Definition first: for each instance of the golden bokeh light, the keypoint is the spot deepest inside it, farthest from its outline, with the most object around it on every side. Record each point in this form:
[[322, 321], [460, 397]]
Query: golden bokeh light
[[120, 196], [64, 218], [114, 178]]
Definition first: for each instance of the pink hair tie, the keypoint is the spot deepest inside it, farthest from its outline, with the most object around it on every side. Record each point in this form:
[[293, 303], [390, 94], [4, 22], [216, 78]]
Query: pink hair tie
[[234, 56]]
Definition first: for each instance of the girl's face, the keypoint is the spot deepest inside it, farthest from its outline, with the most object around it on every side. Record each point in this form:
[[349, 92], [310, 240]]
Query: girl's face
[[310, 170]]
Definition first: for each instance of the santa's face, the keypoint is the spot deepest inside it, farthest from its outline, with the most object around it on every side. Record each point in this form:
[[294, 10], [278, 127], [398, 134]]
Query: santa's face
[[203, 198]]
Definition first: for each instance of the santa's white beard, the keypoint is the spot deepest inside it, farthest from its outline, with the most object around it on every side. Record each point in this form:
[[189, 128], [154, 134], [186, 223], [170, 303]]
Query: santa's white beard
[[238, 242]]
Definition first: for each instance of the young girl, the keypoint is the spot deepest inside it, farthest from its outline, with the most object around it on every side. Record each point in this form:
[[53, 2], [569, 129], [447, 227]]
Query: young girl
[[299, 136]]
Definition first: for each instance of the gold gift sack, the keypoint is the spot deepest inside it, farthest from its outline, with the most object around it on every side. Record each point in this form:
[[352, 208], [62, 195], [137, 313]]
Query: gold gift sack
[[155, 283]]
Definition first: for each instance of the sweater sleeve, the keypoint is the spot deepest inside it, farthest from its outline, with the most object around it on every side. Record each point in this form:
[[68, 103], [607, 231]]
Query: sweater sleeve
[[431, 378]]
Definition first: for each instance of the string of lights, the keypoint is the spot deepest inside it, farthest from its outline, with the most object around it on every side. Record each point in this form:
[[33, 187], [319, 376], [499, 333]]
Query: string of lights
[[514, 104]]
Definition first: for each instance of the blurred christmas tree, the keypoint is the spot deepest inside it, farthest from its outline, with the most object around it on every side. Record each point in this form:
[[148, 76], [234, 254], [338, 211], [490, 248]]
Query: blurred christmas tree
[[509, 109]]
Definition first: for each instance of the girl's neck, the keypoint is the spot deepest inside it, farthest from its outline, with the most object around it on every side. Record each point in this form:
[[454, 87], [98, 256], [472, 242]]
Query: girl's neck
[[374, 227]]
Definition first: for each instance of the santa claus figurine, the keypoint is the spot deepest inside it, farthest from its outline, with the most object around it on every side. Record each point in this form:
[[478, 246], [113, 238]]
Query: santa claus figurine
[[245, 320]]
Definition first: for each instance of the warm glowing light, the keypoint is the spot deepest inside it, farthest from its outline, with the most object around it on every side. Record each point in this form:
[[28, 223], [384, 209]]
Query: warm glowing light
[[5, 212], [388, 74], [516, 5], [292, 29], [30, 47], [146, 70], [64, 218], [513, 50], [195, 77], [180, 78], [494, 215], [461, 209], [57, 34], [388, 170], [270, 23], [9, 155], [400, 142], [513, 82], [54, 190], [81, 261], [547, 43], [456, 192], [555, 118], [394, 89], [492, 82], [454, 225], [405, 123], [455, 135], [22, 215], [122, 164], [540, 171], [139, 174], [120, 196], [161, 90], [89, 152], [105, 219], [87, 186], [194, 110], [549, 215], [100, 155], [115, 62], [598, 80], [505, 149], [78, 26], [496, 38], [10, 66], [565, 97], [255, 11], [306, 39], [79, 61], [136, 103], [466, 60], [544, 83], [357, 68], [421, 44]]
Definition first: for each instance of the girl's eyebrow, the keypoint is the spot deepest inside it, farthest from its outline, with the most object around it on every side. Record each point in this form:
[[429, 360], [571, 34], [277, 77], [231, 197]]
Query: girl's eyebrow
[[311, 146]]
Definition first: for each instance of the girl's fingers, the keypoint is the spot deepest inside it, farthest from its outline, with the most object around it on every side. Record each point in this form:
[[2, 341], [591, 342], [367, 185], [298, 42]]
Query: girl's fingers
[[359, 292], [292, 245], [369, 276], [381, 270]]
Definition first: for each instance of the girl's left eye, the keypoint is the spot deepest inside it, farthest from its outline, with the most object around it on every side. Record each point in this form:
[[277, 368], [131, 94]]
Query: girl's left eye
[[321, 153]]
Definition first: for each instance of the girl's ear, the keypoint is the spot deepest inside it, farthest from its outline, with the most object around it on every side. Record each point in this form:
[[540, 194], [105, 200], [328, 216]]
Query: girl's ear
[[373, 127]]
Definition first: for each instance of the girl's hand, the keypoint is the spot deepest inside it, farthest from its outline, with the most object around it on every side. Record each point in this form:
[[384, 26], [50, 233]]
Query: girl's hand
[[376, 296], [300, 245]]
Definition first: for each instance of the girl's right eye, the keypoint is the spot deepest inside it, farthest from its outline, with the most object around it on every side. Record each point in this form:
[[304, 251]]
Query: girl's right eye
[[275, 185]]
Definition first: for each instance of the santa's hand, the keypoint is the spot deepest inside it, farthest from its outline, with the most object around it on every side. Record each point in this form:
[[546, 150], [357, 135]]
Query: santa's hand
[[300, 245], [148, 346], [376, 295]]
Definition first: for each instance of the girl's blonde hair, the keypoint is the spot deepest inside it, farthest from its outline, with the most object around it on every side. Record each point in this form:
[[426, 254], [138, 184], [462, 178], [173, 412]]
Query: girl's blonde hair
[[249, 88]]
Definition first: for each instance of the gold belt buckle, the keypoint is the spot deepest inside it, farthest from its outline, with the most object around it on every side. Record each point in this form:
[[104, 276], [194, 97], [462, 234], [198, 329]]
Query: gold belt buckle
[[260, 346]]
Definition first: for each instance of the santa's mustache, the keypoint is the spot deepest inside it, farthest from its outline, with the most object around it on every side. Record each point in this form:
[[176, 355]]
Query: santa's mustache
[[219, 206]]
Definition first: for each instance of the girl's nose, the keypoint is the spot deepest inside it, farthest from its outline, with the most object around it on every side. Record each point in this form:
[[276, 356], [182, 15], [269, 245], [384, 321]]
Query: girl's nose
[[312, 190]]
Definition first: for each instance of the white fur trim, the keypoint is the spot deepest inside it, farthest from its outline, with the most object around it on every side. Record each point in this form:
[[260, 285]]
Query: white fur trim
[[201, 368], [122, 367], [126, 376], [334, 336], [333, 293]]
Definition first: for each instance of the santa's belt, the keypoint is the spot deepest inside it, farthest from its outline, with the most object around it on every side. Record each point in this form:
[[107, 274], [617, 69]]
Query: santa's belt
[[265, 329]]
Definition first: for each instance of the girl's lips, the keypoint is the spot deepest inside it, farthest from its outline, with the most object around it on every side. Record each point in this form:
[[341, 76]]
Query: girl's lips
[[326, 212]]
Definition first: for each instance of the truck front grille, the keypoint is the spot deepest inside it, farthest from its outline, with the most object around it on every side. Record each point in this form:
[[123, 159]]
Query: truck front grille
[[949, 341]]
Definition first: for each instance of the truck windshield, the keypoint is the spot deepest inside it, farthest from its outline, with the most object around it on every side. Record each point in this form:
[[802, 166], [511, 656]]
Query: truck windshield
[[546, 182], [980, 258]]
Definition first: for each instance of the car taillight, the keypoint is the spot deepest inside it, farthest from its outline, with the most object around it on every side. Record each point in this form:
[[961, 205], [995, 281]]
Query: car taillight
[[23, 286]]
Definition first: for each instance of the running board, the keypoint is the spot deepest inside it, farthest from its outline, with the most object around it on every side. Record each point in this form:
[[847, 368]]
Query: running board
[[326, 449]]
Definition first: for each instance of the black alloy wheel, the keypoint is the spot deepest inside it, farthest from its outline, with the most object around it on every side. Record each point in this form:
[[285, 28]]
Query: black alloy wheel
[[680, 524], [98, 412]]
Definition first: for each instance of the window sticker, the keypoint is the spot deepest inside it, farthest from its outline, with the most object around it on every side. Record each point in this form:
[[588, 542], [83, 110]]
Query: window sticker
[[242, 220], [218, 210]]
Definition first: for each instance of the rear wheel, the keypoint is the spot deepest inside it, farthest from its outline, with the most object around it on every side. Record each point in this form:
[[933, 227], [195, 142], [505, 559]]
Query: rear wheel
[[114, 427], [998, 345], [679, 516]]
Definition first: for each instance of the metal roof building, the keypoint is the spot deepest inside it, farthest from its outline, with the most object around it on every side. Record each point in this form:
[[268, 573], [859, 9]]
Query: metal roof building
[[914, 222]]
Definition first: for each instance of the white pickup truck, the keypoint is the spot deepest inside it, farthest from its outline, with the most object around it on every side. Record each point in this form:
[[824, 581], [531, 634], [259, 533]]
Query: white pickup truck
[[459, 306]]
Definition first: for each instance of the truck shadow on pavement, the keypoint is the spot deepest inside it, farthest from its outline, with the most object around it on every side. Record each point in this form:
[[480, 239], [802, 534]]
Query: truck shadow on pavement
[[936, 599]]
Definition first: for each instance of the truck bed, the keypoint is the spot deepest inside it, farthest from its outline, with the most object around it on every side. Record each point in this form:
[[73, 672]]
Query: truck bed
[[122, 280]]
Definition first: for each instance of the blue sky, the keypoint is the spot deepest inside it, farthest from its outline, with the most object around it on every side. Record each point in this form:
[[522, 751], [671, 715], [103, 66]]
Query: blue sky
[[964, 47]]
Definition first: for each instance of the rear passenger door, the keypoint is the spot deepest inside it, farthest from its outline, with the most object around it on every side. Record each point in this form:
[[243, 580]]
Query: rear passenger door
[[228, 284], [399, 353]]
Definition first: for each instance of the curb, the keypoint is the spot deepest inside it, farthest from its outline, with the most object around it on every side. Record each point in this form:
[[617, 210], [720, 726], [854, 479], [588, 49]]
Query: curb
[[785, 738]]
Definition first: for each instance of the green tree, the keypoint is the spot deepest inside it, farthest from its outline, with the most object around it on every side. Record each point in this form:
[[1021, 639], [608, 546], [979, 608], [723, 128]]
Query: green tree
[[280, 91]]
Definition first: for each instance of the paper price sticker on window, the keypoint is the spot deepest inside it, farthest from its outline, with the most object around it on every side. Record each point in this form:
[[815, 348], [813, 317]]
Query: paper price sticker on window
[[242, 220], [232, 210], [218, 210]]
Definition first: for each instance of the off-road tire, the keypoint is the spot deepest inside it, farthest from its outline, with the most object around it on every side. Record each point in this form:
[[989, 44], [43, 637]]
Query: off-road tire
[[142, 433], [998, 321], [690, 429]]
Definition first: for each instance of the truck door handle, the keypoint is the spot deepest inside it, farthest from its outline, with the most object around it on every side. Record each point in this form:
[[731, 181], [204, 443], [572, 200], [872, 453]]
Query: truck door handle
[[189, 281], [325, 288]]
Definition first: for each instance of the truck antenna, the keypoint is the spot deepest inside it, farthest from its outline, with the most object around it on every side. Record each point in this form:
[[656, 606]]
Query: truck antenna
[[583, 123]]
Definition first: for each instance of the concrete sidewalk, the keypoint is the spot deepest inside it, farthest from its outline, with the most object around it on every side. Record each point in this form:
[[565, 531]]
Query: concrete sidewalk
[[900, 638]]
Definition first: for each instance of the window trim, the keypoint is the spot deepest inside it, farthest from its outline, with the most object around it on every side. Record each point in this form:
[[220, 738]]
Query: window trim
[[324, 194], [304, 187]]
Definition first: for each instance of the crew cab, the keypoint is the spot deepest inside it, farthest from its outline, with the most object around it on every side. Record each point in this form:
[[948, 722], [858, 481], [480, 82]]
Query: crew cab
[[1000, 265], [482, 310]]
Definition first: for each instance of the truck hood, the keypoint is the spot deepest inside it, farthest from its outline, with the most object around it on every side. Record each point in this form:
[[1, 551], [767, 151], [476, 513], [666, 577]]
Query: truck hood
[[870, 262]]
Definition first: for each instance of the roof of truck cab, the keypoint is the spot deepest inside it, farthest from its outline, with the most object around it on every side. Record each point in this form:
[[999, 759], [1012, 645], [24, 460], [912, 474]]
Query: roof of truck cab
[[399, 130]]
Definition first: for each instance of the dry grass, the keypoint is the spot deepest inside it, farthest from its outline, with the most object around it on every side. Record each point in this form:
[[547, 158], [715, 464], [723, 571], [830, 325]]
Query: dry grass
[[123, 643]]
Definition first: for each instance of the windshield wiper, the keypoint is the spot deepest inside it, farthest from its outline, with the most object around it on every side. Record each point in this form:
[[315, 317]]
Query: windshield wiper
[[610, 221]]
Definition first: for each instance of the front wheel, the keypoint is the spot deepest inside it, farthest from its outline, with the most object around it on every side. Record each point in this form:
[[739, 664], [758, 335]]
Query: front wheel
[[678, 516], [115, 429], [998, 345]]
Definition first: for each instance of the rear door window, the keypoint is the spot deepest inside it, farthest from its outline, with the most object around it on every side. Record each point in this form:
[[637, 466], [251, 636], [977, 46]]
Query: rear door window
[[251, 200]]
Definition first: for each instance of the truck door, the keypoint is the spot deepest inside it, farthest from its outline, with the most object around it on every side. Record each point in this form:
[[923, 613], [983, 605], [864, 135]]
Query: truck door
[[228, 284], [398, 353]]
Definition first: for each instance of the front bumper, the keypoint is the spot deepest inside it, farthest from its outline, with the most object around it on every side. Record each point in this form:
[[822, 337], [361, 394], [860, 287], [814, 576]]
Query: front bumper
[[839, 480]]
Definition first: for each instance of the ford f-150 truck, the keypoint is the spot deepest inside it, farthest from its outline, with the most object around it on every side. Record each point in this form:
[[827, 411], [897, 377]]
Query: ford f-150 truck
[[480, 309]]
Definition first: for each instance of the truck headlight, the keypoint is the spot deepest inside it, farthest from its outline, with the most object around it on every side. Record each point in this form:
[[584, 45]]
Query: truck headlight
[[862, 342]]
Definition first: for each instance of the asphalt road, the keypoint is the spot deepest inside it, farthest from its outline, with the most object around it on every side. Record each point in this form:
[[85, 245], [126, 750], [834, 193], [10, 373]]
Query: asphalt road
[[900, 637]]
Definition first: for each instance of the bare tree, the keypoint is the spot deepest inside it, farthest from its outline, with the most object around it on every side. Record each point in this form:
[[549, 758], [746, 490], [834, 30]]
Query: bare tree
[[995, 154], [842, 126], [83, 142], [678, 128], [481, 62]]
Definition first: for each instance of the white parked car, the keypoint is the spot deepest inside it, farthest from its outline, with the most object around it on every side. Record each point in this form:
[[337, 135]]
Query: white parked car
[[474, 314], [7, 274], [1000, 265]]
----------------
WORK ITEM. Could you repeat exactly the lines in the listing above from the one with "Query: santa's mustache" down to the one with "Definition first: for each instance of the running"? Include both of those lines.

SOLUTION FOR THIS PROBLEM.
Query: santa's mustache
[[219, 206]]
Definition first: for each instance of the girl's nose, the keypoint is the spot deepest inside it, farthest from its outline, with the most object around it on every side. Record each point in this form:
[[276, 356], [182, 15], [269, 245], [384, 321]]
Query: girl's nose
[[312, 190]]
Definition first: for each instance of the white fur trim, the keypoint is the spot deepest inside it, farthest from its outline, with the most object around it on every side. Record each point in this form:
[[260, 285]]
Query: white fur trim
[[201, 368], [122, 367], [126, 376], [334, 336], [333, 293]]
Definition first: for each instance of the santa's belt, the keypoint is the spot deepest inside it, farthest from its outline, with the most object around it on every side. Record each point in this form:
[[107, 274], [617, 69]]
Query: santa's belt
[[265, 329]]
Definition first: for each instance of the girl's lips, the keypoint is the spot deepest inside it, farthest from its outline, with the most object around it on every side. Record each point in this form:
[[341, 76]]
Query: girl's lips
[[326, 212]]
Definition first: for each instance of the truck front grille, the keypoint is the spot deepest inside it, farthest from its outline, with the most object around it on every side. Record each point in this form:
[[123, 159]]
Query: truck front grille
[[949, 341]]
Definition first: for each instance of the truck windshield, the keypoint is the spot deepest inside it, farthest from its outline, with the most object around it on every side. Record each point in this form:
[[802, 166], [511, 656]]
Query: truck windshield
[[546, 182], [980, 258]]
Definition first: for each instance of the car taillight, the keypoint is the spot deepest inside it, farthest from its outline, with the most object around it on every side. Record each point in this form:
[[961, 205], [995, 281]]
Query: car taillight
[[23, 286]]
Definition first: for each instance of the running board, the keypoint is the spot deepest inside it, farthest from its outline, with the most object around it on every side. Record each point in this form:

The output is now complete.